**Le texte:**
========================

SV : 8 à 10 mois à peu près, couleur incluse (1 mois et demi). Je fais très attention à la couleur. Je travaille sur du A3, je fais les 15 premières planches, et une fois qu’elles sont validées, je fais les encrages et le reste.
Qu’est ce que tu penses de ton personnage Joanovici, ce juif collabo au comportement pour le moins ambigu ?
SV : Je pense la même chose que ce que pense le lecteur : je n’ai jamais d’idée définitive sur le personnage. Ce qu’on fait avec Fabien, c’est un travail de présentation à partir de tous les éléments récoltés. La vraie question, c’est de savoir comment on allait présenter ça. Alphonse Boudard, par exemple, dans L'étrange Monsieur Joseph, en fait un héros. C’est un très bon livre pour découvrir le personnage, sauf qu’il le dédouane. Un moment, t’en lis un autre : le bouquin te présente le collabo pourri. Alors moi, qu’est-ce que je raconte, quand t’as lu tout et son contraire ? Fabien a donc choisi de maximiser le paradoxe et d’aller à fond dans cette direction. On ne cherche pas à juger, mais à présenter les choses en maximisant l’ambiguïté. Dans le dessin, j’essaye de faire ça aussi : je sais que mon personnage est parfois touchant, il a une tête de maquignon, il est finalement plutôt sympathique, hâbleur, brillant orateur. Il a ce côté extrêmement séduisant, touchant, mais aussi extrêmement manipulateur. Donc dans le dessin, il faut que je trouve un réglage à chaque fois qui me permette de le faire basculer de l’un à l’autre. Ça se joue à peu de choses : un sourcil osé, un œil plus ouvert, plus perçant, plus profond, un placement de pupille. D’où la précision du trait crayonné que vous voyez là. J’ai choisi un mode simple et accessible de représentation : ligne claire, couleur directe, pas de contemplation. Le propos est lourd, parfois difficile à traiter, il faut donc que le véhicule soit confortable pour emmener le lecteur vers des choses peut-être difficiles à lire. Tant que je n’aurai pas vécu tous les moments de dessin, je ne pourrai pas me faire une idée définitive du personnage. Evidemment on le sait, c’est un salaud. On essaye simplement d’expliquer pourquoi il est devenu un salopard. Rien n’excuse son comportement aussi, c’est toute l’ambiguïté et le charme de Joanovici.

========================

**Consigne:**
Recopie le passage de l'entretien qui va de "SV : 8 à 10" à "moins ambigu ?", en remplaçant "planches" par "pages".

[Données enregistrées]

========================

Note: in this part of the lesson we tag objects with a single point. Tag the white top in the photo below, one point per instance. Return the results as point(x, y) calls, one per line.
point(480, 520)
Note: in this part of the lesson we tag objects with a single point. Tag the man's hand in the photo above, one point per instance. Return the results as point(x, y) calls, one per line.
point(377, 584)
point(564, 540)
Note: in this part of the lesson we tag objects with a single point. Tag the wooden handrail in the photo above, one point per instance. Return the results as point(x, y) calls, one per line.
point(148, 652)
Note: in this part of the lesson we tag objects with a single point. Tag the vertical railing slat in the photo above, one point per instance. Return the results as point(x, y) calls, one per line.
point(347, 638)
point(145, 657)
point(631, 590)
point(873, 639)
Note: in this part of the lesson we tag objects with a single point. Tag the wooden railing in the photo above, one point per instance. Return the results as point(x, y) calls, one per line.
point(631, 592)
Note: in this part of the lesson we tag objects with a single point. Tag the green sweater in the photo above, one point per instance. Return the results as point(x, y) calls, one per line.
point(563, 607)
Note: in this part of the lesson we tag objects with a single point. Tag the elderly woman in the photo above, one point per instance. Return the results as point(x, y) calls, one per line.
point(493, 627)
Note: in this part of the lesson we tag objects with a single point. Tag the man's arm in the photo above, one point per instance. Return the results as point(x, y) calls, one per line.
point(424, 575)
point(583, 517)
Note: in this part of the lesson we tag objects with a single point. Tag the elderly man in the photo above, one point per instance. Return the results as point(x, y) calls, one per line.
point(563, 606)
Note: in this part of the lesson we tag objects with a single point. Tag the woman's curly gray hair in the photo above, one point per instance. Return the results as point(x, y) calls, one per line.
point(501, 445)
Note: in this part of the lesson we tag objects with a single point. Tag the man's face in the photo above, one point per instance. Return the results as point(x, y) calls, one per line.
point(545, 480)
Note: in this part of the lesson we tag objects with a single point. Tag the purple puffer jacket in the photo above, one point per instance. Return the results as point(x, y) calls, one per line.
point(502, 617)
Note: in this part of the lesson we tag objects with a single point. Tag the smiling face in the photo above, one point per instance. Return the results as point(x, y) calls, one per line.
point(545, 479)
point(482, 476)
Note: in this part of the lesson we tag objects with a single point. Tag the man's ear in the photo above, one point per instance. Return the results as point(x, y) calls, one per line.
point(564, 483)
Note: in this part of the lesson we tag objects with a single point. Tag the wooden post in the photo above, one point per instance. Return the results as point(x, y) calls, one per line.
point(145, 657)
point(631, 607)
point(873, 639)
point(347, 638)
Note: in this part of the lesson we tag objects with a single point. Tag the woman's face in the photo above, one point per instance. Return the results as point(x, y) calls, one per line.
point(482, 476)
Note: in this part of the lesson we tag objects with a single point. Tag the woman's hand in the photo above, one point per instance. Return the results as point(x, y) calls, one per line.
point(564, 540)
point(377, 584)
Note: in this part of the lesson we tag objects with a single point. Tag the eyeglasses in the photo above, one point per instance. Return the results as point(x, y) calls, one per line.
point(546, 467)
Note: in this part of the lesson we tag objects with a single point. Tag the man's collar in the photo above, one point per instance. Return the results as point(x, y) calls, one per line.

========================

**La solution:**
SV : 8 à 10 mois à peu près, couleur incluse (1 mois et demi). Je fais très attention à la couleur. Je travaille sur du A3, je fais les 15 premières pages, et une fois qu’elles sont validées, je fais les encrages et le reste.
Qu’est ce que tu penses de ton personnage Joanovici, ce juif collabo au comportement pour le moins ambigu ?